Dataset rows:
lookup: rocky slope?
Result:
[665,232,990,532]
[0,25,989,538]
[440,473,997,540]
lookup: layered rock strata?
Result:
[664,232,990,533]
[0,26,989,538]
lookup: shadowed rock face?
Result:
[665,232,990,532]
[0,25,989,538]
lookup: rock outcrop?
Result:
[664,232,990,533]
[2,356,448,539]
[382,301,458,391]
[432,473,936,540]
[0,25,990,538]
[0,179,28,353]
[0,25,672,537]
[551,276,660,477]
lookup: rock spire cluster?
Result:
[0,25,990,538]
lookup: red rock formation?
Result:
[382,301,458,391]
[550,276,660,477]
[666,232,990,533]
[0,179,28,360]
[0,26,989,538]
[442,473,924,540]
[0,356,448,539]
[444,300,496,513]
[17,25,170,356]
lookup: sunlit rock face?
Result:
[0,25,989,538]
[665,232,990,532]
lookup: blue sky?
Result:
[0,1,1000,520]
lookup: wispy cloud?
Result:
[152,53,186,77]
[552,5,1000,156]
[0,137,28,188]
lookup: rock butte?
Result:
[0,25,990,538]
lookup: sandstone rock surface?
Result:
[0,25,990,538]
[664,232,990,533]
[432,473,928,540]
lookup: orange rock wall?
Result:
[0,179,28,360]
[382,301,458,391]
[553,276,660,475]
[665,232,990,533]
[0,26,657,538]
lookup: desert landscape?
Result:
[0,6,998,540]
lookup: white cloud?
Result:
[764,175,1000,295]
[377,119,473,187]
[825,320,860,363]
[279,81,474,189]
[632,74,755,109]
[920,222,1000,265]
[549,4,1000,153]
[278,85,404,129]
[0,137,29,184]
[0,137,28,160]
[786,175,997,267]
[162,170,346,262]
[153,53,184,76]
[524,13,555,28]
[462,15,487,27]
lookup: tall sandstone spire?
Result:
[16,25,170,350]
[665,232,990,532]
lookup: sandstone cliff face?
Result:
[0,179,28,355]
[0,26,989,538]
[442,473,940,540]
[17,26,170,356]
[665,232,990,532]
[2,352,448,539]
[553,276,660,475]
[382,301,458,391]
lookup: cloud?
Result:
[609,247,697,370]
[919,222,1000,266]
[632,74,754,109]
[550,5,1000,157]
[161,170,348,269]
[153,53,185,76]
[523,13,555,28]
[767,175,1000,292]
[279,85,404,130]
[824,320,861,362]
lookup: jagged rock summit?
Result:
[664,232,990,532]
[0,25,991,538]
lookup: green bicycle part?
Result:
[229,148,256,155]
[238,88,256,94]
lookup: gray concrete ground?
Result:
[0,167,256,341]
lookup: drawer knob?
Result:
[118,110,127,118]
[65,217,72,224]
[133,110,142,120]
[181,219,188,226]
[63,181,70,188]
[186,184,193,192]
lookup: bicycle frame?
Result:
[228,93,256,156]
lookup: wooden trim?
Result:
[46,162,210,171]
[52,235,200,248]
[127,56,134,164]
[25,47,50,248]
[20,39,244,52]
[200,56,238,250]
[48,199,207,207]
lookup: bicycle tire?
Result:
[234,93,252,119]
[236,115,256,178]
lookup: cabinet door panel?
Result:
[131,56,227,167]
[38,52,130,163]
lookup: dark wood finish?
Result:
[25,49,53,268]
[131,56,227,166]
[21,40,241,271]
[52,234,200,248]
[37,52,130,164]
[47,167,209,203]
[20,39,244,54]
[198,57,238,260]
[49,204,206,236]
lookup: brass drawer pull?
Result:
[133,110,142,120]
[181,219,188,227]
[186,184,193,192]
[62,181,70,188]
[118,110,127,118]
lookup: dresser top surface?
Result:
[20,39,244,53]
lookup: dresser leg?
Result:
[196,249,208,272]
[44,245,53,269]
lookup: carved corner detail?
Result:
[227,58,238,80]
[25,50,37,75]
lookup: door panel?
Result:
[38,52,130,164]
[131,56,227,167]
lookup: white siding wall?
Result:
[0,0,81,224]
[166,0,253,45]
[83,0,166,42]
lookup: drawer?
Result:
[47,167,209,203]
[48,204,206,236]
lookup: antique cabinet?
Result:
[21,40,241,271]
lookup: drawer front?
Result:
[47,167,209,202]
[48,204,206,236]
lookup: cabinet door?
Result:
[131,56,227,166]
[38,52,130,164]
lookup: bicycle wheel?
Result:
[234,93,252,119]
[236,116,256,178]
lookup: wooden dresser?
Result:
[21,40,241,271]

Given instruction: Format every line of the records above as a numbered list, omitting any blank lines.

Result:
1. lookup: rocky slope?
2. Result:
3. [665,232,990,532]
4. [0,25,989,538]
5. [440,473,997,540]
6. lookup: layered rock strata?
7. Result:
8. [664,232,990,533]
9. [0,26,989,538]
10. lookup: shadowed rock face?
11. Result:
12. [665,232,990,532]
13. [0,25,989,538]
14. lookup: rock outcrop?
15. Result:
16. [664,232,990,533]
17. [2,356,448,539]
18. [382,301,458,391]
19. [432,473,936,540]
20. [0,25,990,538]
21. [0,179,28,353]
22. [0,25,672,537]
23. [551,276,660,477]
24. lookup: rock spire cluster?
25. Result:
26. [0,25,990,538]
27. lookup: red rock formation?
28. Result:
29. [382,301,458,391]
30. [550,276,660,477]
31. [666,232,990,533]
32. [0,179,28,360]
33. [0,26,989,538]
34. [442,473,924,540]
35. [0,356,448,539]
36. [444,300,496,513]
37. [17,25,170,356]
38. lookup: sunlit rock face?
39. Result:
40. [0,25,989,538]
41. [665,232,990,532]
42. lookup: blue sky?
43. Result:
44. [0,1,1000,520]
45. lookup: wispy cloud?
46. Result:
47. [152,53,186,77]
48. [552,5,1000,156]
49. [0,137,28,188]
50. lookup: rock butte?
51. Result:
52. [0,25,990,538]
53. lookup: sandstone rock surface?
54. Result:
55. [0,25,990,538]
56. [664,232,990,533]
57. [432,473,928,540]
58. lookup: orange rock wall?
59. Result:
60. [0,179,28,360]
61. [382,301,458,391]
62. [553,276,660,475]
63. [665,232,990,533]
64. [0,26,657,538]
65. lookup: desert landscape?
66. Result:
67. [0,6,998,540]
68. lookup: white cloud?
69. Result:
70. [764,175,1000,295]
71. [377,119,473,187]
72. [825,320,860,363]
73. [279,81,474,189]
74. [632,74,755,109]
75. [920,222,1000,265]
76. [549,4,1000,153]
77. [278,85,404,129]
78. [0,137,29,184]
79. [0,137,28,160]
80. [786,175,997,267]
81. [162,170,346,262]
82. [153,53,184,76]
83. [524,13,555,28]
84. [462,15,487,27]
85. lookup: tall sandstone spire?
86. Result:
87. [16,25,170,350]
88. [665,232,990,532]
89. lookup: sandstone cliff face?
90. Result:
91. [0,179,28,355]
92. [0,26,989,538]
93. [442,473,940,540]
94. [17,26,170,356]
95. [665,232,990,532]
96. [2,352,448,539]
97. [553,276,660,475]
98. [382,301,458,391]
99. lookup: cloud?
100. Result:
101. [609,247,697,370]
102. [919,222,1000,266]
103. [632,74,754,109]
104. [550,5,1000,157]
105. [161,170,348,269]
106. [153,53,185,76]
107. [523,13,555,28]
108. [767,175,1000,292]
109. [279,85,404,130]
110. [824,320,861,362]
111. lookup: jagged rock summit?
112. Result:
113. [664,232,990,532]
114. [0,25,991,538]
115. lookup: green bicycle part?
116. Result:
117. [229,148,256,155]
118. [238,88,256,94]
119. lookup: gray concrete ground?
120. Result:
121. [0,167,256,341]
122. lookup: drawer knob?
123. Result:
124. [118,110,127,118]
125. [65,217,72,224]
126. [133,110,142,120]
127. [181,219,188,226]
128. [63,181,70,188]
129. [186,184,193,192]
130. lookup: bicycle frame?
131. Result:
132. [228,93,256,156]
133. lookup: wooden trim?
134. Result:
135. [46,162,210,171]
136. [52,235,200,248]
137. [127,56,134,164]
138. [25,47,50,248]
139. [20,39,244,52]
140. [200,56,238,250]
141. [48,199,207,207]
142. lookup: bicycle tire?
143. Result:
144. [234,93,252,119]
145. [236,115,256,178]
146. lookup: cabinet door panel?
147. Result:
148. [131,56,227,167]
149. [38,52,130,163]
150. lookup: dark wood finish?
151. Result:
152. [25,49,53,268]
153. [131,56,227,166]
154. [21,40,241,271]
155. [52,234,200,248]
156. [37,52,130,164]
157. [47,167,209,203]
158. [20,39,244,54]
159. [198,57,238,260]
160. [49,204,206,236]
161. lookup: brass drawer pull?
162. Result:
163. [133,110,142,120]
164. [181,219,188,227]
165. [186,184,193,192]
166. [62,181,70,188]
167. [118,110,127,118]
168. lookup: dresser top surface?
169. Result:
170. [20,39,244,53]
171. lookup: dresser leg?
172. Result:
173. [196,249,208,272]
174. [44,245,53,269]
175. lookup: carved corner detail?
176. Result:
177. [227,58,238,80]
178. [25,50,37,75]
179. lookup: door panel?
180. Result:
181. [38,52,130,164]
182. [131,56,227,167]
183. lookup: white siding wall?
184. Result:
185. [0,0,81,224]
186. [166,0,253,45]
187. [83,0,166,42]
188. lookup: drawer?
189. Result:
190. [47,167,209,203]
191. [48,204,206,236]
192. lookup: antique cabinet?
193. Result:
194. [21,40,241,271]
195. lookup: drawer front?
196. Result:
197. [47,167,209,202]
198. [48,204,206,236]
199. lookup: cabinet door?
200. Result:
201. [131,56,227,166]
202. [38,52,130,164]
203. lookup: bicycle wheel?
204. Result:
205. [234,93,252,119]
206. [236,116,256,178]
207. lookup: wooden dresser?
208. Result:
209. [21,40,241,271]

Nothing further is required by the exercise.